= EXERCISE 1 =
Rewrite everything from "In New York State, aspiring" down to "Degree in the field of veterinary technology." in the passage on veterinary technicians, changing "4-year program" to "four-year program".
= EXERCISE 2 =
Answer these questions using the passage on veterinary technicians:
(a) How many years of education can becoming a veterinarian require?
(b) Which exam do vet techs pass to earn their licensure?
(c) What are vet techs with specialized training licensed as?
= EXERCISE 3 =
Decide whether each statement agrees with the passage on veterinary technicians:
(a) The definition of a veterinary technician is the same in every state.
(b) A veterinary technologist attends a 4-year program.
(c) Anesthesia is one area in which vet techs may specialize.

= TEXT UNDER STUDY =
Veterinary Technicians: The Unsung Heroes of Animal Hospitals
When your pet is called into the veterinary office, a veterinary technician is always working to make sure that your pet is receiving the best medical care. Maybe you don’t know exactly what they do or how they earned their title, but veterinary technicians are valuable assets to veterinary clinics and hospitals everywhere. Like the registered nurses of the veterinary world, vet techs assist veterinarians with patient care, helping them do their jobs efficiently and effectively.
What Are Veterinary Technicians?
The definition of a veterinary technician, also called vet techs, will vary by state. In New York State, vet techs are professionals who are licensed in the field of veterinary technology. They’re qualified and trained to provide technical support to veterinarians during the patient care process.
How Animal Lovers Become Veterinary Technicians
Becoming a veterinarian can require eight to ten years of education. Individuals who love animals and want to work in the veterinary field, but can’t commit to such a lengthy time in school, can become veterinary technicians more quickly.
In New York State, aspiring vet techs must complete an AVMA accredited veterinary technology program. They can either earn a 2-year Associate’s Degree in veterinary technology to become a veterinary technician or they can choose to become a veterinary technologist by attending a 4-year program to earn a Bachelor’s Degree in the field of veterinary technology.
After completing their degree, vet techs earn their licensure by passing the Veterinary Technician National Examination (VTNE).
Just like with veterinarians, some vet techs decide to specialize in a certain area such as dental technology, anesthesia, internal medicine, emergency and critical care or behavior. These vet techs receive formal, specialized training, testing and certification and are licensed as Veterinary Technician Specialists (VTS).
What Do Veterinary Technicians Do?

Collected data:

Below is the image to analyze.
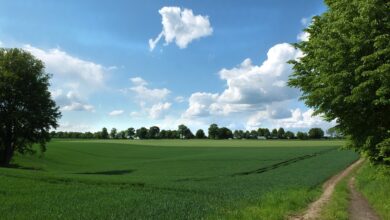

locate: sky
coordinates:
[0,0,334,131]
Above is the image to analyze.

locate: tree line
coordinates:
[50,124,342,140]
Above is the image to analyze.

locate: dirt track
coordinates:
[348,177,379,220]
[290,159,363,220]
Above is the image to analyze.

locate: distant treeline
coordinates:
[51,124,342,140]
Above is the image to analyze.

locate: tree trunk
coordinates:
[1,143,14,167]
[0,129,14,167]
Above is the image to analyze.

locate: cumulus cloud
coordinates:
[297,31,310,41]
[175,96,185,103]
[246,108,335,130]
[182,43,329,129]
[149,102,172,119]
[128,77,171,105]
[108,110,124,116]
[23,45,106,86]
[22,44,115,111]
[185,43,301,116]
[123,77,172,119]
[51,89,95,112]
[149,7,213,51]
[297,16,313,41]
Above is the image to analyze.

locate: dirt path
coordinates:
[290,159,363,220]
[348,177,380,220]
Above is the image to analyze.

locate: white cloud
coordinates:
[108,110,124,116]
[175,96,185,103]
[149,102,172,119]
[297,31,310,41]
[149,7,213,51]
[246,108,335,130]
[23,45,107,86]
[128,77,171,103]
[301,17,311,26]
[50,89,95,112]
[181,43,329,129]
[56,122,96,132]
[61,102,95,112]
[123,77,172,119]
[185,43,301,117]
[22,44,112,111]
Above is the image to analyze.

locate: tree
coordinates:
[284,131,295,139]
[271,128,278,138]
[233,130,244,139]
[263,128,271,138]
[158,130,168,139]
[110,128,117,139]
[148,126,160,139]
[195,129,206,139]
[309,128,324,139]
[297,131,308,140]
[216,127,233,139]
[126,128,135,139]
[0,49,61,166]
[288,0,390,165]
[136,127,148,139]
[251,130,259,139]
[177,124,194,139]
[278,128,285,139]
[101,128,109,139]
[209,124,219,139]
[116,131,127,139]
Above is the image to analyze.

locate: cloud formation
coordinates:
[185,43,301,117]
[108,110,124,116]
[124,77,172,119]
[149,7,213,51]
[22,44,113,111]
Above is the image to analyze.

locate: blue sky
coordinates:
[0,0,336,131]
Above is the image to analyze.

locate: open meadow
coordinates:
[0,139,358,219]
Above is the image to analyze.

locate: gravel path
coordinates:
[290,159,363,220]
[348,177,380,220]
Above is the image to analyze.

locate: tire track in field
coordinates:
[232,148,336,176]
[289,159,364,220]
[175,148,336,182]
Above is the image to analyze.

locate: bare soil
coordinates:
[290,159,364,220]
[348,177,380,220]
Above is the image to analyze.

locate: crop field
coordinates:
[0,139,358,219]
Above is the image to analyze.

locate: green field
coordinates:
[0,140,358,219]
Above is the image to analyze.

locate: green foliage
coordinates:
[356,163,390,219]
[209,124,219,139]
[148,126,160,139]
[319,177,350,220]
[0,139,357,219]
[100,128,109,139]
[195,129,206,139]
[110,128,117,139]
[284,131,295,139]
[289,0,390,164]
[297,131,309,140]
[0,49,61,166]
[135,127,148,139]
[308,128,324,139]
[126,128,135,139]
[278,128,286,139]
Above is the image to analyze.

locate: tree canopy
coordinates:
[0,49,61,166]
[289,0,390,164]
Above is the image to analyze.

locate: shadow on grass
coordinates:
[1,164,43,171]
[75,170,135,175]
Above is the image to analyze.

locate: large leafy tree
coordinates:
[289,0,390,164]
[0,49,61,166]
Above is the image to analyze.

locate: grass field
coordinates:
[0,140,358,219]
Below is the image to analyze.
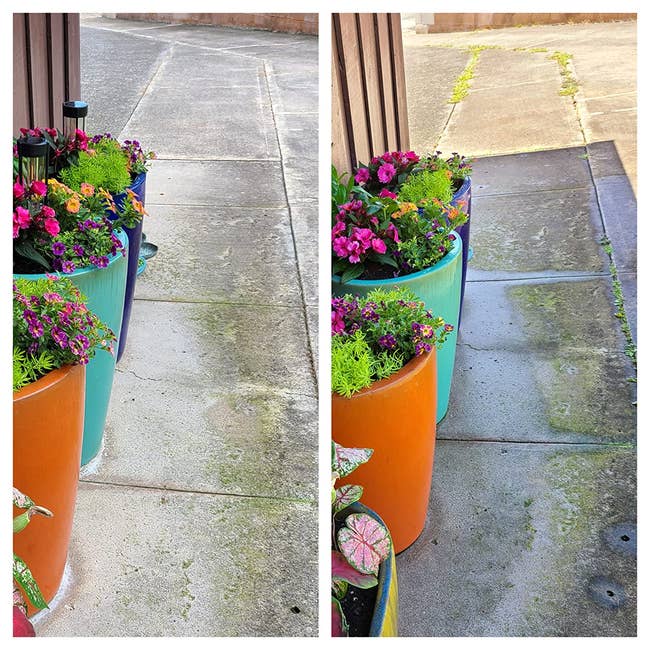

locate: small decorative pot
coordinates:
[16,231,128,460]
[336,502,399,637]
[332,350,436,553]
[107,172,147,361]
[451,176,472,330]
[332,237,463,420]
[13,366,86,614]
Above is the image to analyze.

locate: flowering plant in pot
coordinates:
[332,441,397,636]
[13,488,53,637]
[13,178,131,273]
[13,275,115,608]
[332,289,453,553]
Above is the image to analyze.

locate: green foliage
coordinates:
[60,139,131,194]
[13,348,56,393]
[332,288,453,398]
[397,169,453,203]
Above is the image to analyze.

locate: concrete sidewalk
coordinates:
[397,23,636,636]
[36,15,318,636]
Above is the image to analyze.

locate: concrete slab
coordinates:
[80,23,168,136]
[397,442,636,637]
[136,205,304,305]
[471,189,607,270]
[595,176,637,272]
[146,160,286,205]
[472,147,591,197]
[36,483,318,637]
[404,47,469,153]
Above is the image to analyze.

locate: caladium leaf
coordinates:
[337,513,391,575]
[332,485,363,514]
[332,551,377,589]
[332,440,373,478]
[14,488,34,510]
[13,553,47,609]
[332,598,349,636]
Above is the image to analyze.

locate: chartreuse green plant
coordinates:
[397,169,453,203]
[331,441,392,636]
[13,488,52,609]
[332,288,453,397]
[59,138,131,194]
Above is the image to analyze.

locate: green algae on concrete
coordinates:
[508,279,636,440]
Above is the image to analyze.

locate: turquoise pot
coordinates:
[332,237,463,422]
[16,231,128,465]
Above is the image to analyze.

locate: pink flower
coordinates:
[351,228,374,253]
[29,181,47,196]
[332,237,348,257]
[354,167,370,183]
[332,221,345,241]
[377,163,395,184]
[14,206,32,228]
[43,217,60,235]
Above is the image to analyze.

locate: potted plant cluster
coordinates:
[332,441,398,636]
[332,288,452,553]
[13,274,116,612]
[13,102,153,465]
[332,152,467,422]
[13,488,53,637]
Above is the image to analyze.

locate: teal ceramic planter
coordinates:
[16,231,128,465]
[332,237,463,422]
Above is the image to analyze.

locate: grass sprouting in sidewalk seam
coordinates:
[600,235,636,370]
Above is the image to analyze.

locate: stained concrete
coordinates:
[397,17,637,637]
[36,16,318,637]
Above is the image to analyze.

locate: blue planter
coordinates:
[15,231,129,465]
[107,172,147,361]
[451,177,472,330]
[332,237,463,422]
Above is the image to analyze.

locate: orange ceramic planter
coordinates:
[13,366,86,614]
[332,350,436,553]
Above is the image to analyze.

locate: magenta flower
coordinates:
[377,163,395,183]
[354,167,370,184]
[29,181,47,196]
[43,217,61,237]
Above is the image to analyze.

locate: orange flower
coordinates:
[65,196,81,214]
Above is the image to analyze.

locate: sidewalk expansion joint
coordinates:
[80,479,318,505]
[263,61,318,393]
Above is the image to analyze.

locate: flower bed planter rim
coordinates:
[332,237,461,287]
[13,363,75,402]
[332,348,428,400]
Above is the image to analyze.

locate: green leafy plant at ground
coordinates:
[331,441,392,636]
[59,139,131,194]
[13,488,52,636]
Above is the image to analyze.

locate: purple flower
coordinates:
[52,326,68,349]
[377,334,397,350]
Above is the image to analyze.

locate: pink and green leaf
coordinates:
[332,551,377,589]
[332,485,363,514]
[332,440,373,478]
[337,513,391,575]
[332,598,348,636]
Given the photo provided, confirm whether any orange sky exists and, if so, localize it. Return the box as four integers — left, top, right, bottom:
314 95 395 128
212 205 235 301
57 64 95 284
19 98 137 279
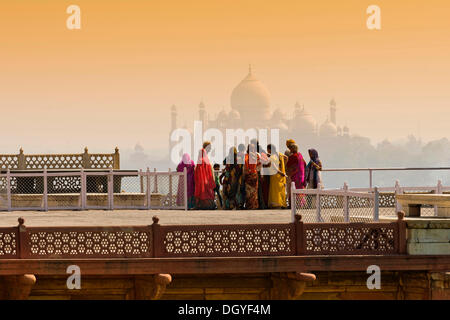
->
0 0 450 153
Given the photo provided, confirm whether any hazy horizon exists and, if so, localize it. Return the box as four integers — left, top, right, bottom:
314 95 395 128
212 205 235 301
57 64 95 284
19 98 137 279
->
0 0 450 154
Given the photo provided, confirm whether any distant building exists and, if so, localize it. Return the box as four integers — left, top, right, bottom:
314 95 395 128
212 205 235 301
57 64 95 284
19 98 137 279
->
170 67 349 158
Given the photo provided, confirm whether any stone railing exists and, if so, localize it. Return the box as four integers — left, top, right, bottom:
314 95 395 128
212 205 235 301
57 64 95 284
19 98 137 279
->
0 148 120 170
0 212 406 259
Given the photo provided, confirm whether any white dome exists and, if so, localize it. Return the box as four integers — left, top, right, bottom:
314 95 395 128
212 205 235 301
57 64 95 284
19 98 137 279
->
271 108 286 122
320 118 337 137
231 70 270 123
291 105 317 133
228 110 241 120
218 110 228 120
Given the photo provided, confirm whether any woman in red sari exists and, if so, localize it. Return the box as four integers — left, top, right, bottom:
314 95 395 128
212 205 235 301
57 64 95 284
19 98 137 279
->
194 141 216 210
244 144 261 209
286 144 306 207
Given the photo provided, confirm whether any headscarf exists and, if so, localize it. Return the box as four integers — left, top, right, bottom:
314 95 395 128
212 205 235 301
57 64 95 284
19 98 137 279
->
286 139 295 148
181 153 194 165
308 149 320 164
197 148 211 165
223 147 238 165
177 153 195 172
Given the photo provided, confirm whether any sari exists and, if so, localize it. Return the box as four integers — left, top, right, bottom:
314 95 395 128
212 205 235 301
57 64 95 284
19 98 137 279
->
258 152 270 209
177 153 195 209
305 149 322 189
245 152 260 209
236 152 245 209
286 152 305 206
220 153 242 210
268 154 286 208
194 149 216 210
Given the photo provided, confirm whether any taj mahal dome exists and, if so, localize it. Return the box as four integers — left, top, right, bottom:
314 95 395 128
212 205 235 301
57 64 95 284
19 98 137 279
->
170 66 349 154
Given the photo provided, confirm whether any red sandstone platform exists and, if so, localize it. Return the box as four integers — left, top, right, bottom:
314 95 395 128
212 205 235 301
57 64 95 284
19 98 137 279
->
0 210 292 227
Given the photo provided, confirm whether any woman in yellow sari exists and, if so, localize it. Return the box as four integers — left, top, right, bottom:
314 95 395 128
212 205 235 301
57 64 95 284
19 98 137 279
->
267 144 286 209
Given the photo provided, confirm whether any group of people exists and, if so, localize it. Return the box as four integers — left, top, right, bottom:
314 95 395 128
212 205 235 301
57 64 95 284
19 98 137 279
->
177 139 322 210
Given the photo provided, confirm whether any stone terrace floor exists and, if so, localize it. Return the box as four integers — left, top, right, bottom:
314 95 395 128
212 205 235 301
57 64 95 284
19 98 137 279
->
0 210 291 227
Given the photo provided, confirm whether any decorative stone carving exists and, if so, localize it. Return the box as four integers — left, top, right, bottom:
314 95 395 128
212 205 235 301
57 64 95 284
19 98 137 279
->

= TASK RESULT 1 =
In New York State, aspiring vet techs must complete an AVMA accredited veterinary technology program. They can either earn a 2-year Associate’s Degree in veterinary technology to become a veterinary technician or they can choose to become a veterinary technologist by attending a four-year program to earn a Bachelor’s Degree in the field of veterinary technology.

= TASK RESULT 2 =
(a) Eight to ten years.
(b) The Veterinary Technician National Examination (VTNE).
(c) Veterinary Technician Specialists (VTS).

= TASK RESULT 3 =
(a) No: "will vary by state"
(b) Yes: "they can choose to become a veterinary technologist by attending a 4-year program"
(c) Yes: "such as dental technology, anesthesia, internal medicine, emergency and critical care or behavior"